**Text under study:**
┌──
Could automated testing technologies take the cannabis market to the next level?
Toby Astill | | Opinion
Around the world, legal medicinal and recreational cannabis use is growing rapidly. A global trend that has continued to rise despite the COVID-19 pandemic, especially in the US, where states and territories with legal cannabis markets deemed the sector an essential industry. But it has not all been plain sailing.
The pandemic has fueled staffing challenges in cannabis testing, with labs struggling to find the skilled staff that they need. This and the desire for the industry to break into new geographies and market segments at the same time, is also leading to the need for more intuitive technologies to ensure reliable testing and analysis which is vital for providing processors with confidence in their developing supply chains.
The cannabis industry is no stranger to innovative testing technologies but, especially for a young field struggling with human resources, automated analysis appears to be a clear front runner in helping meet the challenges and opportunities within the growing sector. With sensitive, accurate and easy-to-use semi- or fully- automated testing technologies, labs and processors are able to meet regulatory and customer demands without the need to source scores of highly trained scientists and operators.
└──
**Provided material:**
┌──
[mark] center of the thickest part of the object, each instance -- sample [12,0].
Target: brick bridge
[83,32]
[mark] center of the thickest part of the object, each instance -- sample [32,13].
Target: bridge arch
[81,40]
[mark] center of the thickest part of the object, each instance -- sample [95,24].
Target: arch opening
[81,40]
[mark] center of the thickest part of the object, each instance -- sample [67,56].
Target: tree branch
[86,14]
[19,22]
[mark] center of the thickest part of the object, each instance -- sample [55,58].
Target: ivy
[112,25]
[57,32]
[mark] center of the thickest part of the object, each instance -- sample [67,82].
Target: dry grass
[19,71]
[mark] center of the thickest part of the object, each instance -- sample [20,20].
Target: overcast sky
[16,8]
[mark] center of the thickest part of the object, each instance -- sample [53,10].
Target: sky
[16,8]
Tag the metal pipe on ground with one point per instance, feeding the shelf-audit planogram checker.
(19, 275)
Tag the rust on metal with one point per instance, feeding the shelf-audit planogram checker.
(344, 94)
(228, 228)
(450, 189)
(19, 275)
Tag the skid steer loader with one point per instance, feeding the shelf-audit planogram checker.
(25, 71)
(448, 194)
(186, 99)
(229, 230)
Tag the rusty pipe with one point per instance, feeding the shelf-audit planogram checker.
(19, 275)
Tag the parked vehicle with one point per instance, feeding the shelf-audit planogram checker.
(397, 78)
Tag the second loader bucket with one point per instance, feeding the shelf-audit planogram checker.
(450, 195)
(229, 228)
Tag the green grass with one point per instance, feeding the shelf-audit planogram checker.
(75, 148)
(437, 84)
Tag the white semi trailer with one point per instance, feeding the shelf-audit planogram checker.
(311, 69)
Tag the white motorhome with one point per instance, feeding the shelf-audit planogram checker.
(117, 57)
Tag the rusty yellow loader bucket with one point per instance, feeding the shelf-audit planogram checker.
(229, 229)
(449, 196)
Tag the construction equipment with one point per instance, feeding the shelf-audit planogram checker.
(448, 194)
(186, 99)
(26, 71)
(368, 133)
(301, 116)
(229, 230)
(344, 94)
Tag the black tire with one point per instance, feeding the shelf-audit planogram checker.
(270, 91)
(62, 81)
└──
**Problem 1:**
Copy word for word the passage of the cannabis testing opinion piece that begins with "Toby Astill |" and runs through "been plain sailing.".
**Problem 2:**
Continue the cannabis testing opinion piece, picking up right after its final sentence.
You won't need the entries for anything here.

**Written answer 1:**
Toby Astill | | Opinion
Around the world, legal medicinal and recreational cannabis use is growing rapidly. A global trend that has continued to rise despite the COVID-19 pandemic, especially in the US, where states and territories with legal cannabis markets deemed the sector an essential industry. But it has not all been plain sailing.

**Written answer 2:**
Automated mycotoxin and pesticide testing solutions provide streamlined sample prep, increased throughput, decreased cost per sample and feature “set it and forget it” functionality for all stages of the testing workflow. Prebuilt cannabis analysis methods that have been optimized for leading state regulations can also be used in concert to help increase efficiency and reproducibility, all while decreasing time and resource requirements.
In addition to the technology itself, cannabis testing can also generate a lot of data. With manual analysis proving both laborious and training-intensive, automated systems can help deliver accurate and consistent results to clients or relevant regulatory frameworks. Combining easy-to-use automated systems with powerful yet intuitive software can help ensure that the right data is easily collected, accessed, analyzed, and accurately reported.
Additionally, ensuring any implemented software is open-source, the ability to connect and rapidly analyze data from multiple, varied instruments, will further simplify analysis. Such benefits will help labs future-proof their efforts against growing sample volumes and regulatory demands as the industry continues its rapid expansion into the food and beverage sector.
So, what now? I’d argue that the ever-expanding cannabis market requires automated workflows on an open-source platform to help accommodate any future pesticide or mycotoxin targets that might be added to state or country regulations as producers work to keep pace. In my mind, education around regulations and best practices for implementing the newest generation of automated cannabis testing technologies is a great place to start.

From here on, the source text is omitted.